• [À FAIRE]
Extrayez tel quel, dans le texte sur Camus et l'Algérie, le passage qui va de « Albert Camus  tient » à « a terriblement évolué. ».

• [TEXTE CITÉ]

——————————

LE TEMPS DES LÉOPARDS 3

 


 Création le 1 octobre 2021

Albert Camus  tient à participer à une manifestation de groupe, où il prendra la parole en même temps que des représentants des autres tendances et confessions. Il insiste sur le fait que cela aura le caractère de nouveauté et de persuasion nécessaires.

Lorsqu’il arrive le 18 janvier au soir, il est décidé à une « guerre sainte » des libéraux pour répondre à la guerre sainte des Arabes. Or la situation en Algérie devient de plus en plus tragique. La situation a terriblement évolué.

En réunion préparatoire, il est décidé que l’entrée se fera sur invitation. Camus est mis en garde contre une éventuelle agression .

Dans la salle, c’est une extraordinaire atmosphère de fraternité. Sur la place du Gouvernement, le tumulte est à son comble. Ferhat Abbas arrive en retard, Camus l’embrasse et poursuit son intervention : il craint un divorce définitif . Quand il rencontre Guy Mollet, celui-ci est décevant : son assurance prouve une méconnaissance totale de l’ambiance d’Alger. Il propose des élections libres au collège unique. Or les excités d’Alger veulent montrer leur puissance et imposer leur volonté. 

Jacques Soustelle
Le départ de Soustelle est émouvant, car les pieds-noirs voient en lui  leur sauveur.

Une page de l’histoire de l’Algérie est tournée. C’est l’incompréhension totale et définitive avec les Musulmans. Non au collège unique, non aux réformes. La guerre d’Algérie est engagée. Le conflit a atteint son point de non retour.

——————————

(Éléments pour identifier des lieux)

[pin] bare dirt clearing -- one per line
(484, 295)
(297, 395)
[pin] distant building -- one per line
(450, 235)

——————————

• [RÉPONSE À LA TÂCHE]
Albert Camus  tient à participer à une manifestation de groupe, où il prendra la parole en même temps que des représentants des autres tendances et confessions. Il insiste sur le fait que cela aura le caractère de nouveauté et de persuasion nécessaires.

Lorsqu’il arrive le 18 janvier au soir, il est décidé à une « guerre sainte » des libéraux pour répondre à la guerre sainte des Arabes. Or la situation en Algérie devient de plus en plus tragique. La situation a terriblement évolué.